Exercise: In the listing below, find the line containing "of the silver". Write out that line and every line after it to the end, exactly and only those.

Exercise materials:
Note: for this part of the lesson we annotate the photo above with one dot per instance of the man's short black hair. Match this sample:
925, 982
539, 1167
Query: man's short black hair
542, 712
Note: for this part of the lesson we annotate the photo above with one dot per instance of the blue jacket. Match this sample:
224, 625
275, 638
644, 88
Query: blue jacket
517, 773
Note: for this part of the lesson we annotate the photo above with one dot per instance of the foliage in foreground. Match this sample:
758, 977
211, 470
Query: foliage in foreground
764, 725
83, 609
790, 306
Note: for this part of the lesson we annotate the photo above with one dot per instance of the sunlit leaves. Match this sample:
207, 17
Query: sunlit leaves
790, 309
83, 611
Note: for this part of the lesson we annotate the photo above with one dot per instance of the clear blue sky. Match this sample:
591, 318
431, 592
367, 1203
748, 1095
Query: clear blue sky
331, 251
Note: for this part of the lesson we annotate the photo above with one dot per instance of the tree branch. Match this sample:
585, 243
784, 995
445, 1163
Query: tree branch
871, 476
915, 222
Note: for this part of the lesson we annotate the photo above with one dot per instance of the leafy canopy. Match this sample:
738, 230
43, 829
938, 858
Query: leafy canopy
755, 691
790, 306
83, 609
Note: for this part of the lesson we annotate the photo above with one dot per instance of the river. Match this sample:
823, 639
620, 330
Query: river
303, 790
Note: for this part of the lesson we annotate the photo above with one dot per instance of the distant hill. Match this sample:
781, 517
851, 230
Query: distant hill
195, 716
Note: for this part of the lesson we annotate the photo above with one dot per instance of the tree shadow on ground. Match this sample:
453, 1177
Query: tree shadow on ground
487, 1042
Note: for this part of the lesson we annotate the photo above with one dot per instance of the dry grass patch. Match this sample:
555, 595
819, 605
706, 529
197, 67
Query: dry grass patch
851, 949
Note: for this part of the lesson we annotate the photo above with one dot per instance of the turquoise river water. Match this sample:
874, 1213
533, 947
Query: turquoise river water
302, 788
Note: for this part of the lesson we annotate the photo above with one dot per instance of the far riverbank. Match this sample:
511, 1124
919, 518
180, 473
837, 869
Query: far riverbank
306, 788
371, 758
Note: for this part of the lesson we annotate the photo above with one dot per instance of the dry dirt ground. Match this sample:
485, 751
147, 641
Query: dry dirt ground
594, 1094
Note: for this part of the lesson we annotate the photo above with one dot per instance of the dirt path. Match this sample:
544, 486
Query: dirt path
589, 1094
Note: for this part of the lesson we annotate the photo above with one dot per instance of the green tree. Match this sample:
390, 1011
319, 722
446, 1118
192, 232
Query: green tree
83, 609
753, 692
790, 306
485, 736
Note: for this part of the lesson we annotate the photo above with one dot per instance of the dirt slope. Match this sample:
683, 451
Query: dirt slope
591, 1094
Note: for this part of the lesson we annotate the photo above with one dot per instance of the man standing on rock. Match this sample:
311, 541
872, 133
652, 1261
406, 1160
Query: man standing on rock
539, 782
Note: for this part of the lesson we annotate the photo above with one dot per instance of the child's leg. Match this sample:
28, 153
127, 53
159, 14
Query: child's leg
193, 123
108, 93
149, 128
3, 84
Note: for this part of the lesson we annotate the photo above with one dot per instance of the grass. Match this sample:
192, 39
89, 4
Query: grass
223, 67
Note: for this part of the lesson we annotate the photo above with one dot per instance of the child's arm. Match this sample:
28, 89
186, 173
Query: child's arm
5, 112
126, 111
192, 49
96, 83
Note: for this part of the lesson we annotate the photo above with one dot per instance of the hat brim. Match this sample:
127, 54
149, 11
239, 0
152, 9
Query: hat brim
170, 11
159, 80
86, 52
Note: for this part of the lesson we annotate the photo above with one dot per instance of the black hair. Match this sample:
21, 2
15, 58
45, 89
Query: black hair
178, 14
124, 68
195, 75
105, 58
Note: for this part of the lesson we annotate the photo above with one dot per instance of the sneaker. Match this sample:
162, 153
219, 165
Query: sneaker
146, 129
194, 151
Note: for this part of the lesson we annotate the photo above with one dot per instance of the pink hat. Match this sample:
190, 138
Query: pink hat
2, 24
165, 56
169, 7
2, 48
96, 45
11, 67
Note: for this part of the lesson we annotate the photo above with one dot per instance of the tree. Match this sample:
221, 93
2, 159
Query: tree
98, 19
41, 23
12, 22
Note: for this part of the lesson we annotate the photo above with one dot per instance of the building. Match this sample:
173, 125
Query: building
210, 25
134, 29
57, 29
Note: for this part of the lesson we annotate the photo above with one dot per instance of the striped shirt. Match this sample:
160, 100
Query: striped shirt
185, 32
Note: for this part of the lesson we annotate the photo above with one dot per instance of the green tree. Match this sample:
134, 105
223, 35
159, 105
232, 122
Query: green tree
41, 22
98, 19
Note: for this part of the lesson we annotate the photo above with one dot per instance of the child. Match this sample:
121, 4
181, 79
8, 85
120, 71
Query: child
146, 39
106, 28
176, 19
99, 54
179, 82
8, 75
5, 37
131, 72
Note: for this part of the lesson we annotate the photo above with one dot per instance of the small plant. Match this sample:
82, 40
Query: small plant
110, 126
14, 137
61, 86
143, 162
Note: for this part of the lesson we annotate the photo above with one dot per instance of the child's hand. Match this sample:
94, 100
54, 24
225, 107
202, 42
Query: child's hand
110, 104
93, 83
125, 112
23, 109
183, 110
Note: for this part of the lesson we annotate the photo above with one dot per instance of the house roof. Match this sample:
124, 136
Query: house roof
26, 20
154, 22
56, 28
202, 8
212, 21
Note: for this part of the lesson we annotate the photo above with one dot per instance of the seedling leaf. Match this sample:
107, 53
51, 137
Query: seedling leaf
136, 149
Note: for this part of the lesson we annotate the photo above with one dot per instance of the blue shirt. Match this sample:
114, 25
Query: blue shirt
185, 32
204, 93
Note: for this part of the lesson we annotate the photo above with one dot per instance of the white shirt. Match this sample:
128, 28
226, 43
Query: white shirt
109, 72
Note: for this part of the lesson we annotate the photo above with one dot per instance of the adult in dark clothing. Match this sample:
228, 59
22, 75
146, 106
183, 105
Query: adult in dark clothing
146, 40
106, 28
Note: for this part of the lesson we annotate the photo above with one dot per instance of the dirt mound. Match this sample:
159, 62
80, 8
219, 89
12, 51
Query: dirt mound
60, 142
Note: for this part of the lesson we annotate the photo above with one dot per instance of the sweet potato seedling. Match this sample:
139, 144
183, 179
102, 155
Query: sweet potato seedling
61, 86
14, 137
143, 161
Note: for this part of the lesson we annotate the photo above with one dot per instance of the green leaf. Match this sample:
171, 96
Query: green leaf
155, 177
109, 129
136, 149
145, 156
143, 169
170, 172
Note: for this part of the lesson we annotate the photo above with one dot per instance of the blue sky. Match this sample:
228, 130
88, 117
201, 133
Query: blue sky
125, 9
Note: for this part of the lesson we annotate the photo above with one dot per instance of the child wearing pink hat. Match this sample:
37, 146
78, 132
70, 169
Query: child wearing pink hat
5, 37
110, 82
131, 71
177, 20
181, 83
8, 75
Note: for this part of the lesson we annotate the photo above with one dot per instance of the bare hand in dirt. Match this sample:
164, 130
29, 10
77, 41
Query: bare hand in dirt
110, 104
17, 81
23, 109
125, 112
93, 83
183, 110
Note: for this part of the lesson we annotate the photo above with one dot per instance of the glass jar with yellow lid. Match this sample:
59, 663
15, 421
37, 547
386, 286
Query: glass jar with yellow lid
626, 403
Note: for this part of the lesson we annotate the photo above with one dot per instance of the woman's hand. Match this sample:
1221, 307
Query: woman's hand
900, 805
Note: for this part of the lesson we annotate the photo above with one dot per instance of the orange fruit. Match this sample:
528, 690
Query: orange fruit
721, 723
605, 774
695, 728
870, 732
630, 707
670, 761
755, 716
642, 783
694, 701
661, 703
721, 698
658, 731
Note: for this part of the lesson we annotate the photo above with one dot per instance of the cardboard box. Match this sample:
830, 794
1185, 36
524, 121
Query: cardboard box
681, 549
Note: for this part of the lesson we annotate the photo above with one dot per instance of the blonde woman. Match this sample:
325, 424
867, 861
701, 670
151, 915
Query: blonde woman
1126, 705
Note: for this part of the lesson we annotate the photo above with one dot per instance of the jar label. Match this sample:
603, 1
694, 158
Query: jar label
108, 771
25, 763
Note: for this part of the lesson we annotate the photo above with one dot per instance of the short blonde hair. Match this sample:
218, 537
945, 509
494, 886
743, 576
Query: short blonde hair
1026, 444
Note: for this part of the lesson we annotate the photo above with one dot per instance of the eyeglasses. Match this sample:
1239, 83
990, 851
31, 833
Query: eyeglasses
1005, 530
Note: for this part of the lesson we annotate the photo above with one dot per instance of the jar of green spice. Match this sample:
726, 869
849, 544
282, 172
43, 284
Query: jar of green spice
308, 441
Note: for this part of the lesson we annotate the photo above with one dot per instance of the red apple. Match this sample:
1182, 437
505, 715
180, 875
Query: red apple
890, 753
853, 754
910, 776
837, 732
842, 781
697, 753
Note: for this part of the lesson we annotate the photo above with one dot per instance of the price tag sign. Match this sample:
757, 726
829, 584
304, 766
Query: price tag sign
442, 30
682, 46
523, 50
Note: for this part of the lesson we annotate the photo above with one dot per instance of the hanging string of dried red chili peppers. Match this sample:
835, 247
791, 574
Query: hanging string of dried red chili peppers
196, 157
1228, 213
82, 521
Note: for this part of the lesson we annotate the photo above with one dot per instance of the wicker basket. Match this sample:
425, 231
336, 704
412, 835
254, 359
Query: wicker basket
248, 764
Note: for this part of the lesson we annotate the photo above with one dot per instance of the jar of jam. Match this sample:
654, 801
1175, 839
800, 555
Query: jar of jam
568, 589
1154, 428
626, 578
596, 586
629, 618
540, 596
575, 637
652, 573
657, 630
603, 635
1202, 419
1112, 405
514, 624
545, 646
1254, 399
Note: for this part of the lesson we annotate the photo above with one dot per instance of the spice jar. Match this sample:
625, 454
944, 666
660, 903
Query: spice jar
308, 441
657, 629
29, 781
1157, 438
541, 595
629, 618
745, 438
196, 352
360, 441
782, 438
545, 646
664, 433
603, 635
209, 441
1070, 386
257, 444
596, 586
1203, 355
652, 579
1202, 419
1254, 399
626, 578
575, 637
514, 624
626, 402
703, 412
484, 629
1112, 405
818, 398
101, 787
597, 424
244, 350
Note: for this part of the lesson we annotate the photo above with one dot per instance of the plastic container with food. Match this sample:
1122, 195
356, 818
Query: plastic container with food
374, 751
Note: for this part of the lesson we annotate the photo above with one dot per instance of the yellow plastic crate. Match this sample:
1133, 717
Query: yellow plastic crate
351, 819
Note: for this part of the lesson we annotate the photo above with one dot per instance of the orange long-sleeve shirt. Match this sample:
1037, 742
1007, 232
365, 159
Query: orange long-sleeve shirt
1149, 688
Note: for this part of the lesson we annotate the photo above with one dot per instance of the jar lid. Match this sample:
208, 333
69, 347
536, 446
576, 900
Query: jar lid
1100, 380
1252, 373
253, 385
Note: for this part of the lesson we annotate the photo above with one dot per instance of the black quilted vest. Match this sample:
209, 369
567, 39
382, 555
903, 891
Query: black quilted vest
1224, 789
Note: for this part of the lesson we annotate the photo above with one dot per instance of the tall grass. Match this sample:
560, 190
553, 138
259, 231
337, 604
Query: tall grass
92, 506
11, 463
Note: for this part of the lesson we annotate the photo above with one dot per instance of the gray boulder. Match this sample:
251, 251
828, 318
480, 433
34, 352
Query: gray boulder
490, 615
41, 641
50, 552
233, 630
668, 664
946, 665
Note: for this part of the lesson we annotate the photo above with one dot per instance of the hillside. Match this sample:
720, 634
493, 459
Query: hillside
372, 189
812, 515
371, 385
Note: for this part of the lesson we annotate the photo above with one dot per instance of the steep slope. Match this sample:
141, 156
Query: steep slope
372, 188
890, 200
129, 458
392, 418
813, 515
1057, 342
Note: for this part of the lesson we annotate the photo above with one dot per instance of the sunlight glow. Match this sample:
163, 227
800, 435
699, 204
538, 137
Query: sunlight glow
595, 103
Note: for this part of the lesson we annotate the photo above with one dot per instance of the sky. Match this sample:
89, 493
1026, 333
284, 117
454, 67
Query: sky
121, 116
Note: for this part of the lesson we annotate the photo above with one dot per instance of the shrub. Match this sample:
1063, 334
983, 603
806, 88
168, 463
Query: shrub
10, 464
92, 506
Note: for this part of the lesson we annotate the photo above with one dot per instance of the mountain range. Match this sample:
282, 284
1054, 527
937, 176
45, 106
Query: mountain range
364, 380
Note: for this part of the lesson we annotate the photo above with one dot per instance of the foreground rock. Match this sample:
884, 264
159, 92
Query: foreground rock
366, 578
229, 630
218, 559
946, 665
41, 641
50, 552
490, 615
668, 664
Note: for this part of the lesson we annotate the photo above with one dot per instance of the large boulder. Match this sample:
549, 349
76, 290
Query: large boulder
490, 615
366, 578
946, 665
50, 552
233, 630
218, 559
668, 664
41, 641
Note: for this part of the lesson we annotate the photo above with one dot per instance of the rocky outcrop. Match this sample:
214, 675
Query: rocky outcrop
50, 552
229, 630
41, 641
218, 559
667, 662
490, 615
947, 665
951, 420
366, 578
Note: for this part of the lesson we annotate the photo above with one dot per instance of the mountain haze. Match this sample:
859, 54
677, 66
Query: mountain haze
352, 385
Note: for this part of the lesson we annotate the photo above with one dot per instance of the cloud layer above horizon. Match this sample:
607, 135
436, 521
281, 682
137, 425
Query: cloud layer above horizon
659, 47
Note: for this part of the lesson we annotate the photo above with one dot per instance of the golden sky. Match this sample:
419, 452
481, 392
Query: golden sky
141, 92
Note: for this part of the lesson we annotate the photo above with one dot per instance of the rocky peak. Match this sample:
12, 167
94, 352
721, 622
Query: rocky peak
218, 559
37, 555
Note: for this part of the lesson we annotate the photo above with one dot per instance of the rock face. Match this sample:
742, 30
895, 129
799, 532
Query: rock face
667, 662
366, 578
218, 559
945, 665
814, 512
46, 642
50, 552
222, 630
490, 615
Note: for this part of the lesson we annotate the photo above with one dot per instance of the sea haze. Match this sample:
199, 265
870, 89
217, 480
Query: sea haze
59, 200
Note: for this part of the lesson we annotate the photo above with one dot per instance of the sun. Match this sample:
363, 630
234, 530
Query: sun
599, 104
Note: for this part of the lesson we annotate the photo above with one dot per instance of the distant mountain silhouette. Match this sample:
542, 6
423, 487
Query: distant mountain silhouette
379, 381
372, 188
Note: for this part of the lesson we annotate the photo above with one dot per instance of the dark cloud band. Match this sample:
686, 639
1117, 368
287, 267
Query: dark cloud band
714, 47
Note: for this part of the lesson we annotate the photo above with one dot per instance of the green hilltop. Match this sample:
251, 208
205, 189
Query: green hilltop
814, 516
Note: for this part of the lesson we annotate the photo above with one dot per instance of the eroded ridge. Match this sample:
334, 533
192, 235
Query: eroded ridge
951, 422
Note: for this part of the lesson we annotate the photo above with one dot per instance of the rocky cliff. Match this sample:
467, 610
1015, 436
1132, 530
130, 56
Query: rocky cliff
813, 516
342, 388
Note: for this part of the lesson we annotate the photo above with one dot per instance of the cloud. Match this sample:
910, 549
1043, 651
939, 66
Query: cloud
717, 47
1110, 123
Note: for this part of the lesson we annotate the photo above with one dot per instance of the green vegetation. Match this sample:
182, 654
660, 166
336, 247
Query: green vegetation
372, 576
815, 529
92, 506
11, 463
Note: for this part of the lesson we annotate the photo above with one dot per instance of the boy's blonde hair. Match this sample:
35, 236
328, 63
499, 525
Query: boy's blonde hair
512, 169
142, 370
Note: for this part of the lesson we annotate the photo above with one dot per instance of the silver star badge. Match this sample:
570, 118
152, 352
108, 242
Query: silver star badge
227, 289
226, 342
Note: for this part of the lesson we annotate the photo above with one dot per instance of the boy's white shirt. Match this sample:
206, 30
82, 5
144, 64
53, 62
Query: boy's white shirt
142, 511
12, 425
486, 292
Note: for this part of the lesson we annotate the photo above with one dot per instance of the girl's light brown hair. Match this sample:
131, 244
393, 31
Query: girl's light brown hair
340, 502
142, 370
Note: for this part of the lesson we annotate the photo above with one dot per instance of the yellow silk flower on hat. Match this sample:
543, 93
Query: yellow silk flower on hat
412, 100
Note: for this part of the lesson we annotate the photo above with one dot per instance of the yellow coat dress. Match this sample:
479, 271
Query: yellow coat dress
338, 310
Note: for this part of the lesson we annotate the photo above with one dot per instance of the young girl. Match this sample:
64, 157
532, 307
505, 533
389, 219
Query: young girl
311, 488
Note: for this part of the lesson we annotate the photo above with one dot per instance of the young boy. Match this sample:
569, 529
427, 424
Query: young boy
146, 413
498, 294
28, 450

Response:
Note: for this part of the lesson we annotate the photo above with one dot per instance of the silver star badge. Match this sample:
570, 118
152, 352
108, 242
Query: silver star badge
227, 289
226, 342
Note: for this part of the lesson we annotate the photo above with one dot per instance of the boy's white shirt. Match this sample:
206, 30
82, 5
144, 64
53, 62
Query: boy's white shirt
142, 511
12, 425
486, 292
Note: for this part of the lesson we annotate the photo above with one dot per instance of the girl's light brown hair. Match this sample:
131, 244
393, 31
Query: girl's light brown hair
340, 502
142, 370
Note: for this part of the lesson we annotate the photo above with one dot per instance of the yellow silk flower on hat. Match this sample:
543, 93
Query: yellow silk flower on hat
412, 100
Note: for this part of the lesson we annotate the photo above with one dot per instance of the yellow coat dress. Match this sample:
479, 271
Query: yellow coat dress
338, 310
Note: for this part of the lesson we annotate the photo above with one dot per instance of the young girl. Match this sample:
64, 157
532, 307
505, 533
389, 219
Query: young girl
311, 488
Note: for this part of the lesson we annotate the photo above with one dot per instance of the young boy. Match this sample:
569, 529
427, 424
Query: young boy
146, 413
498, 294
28, 450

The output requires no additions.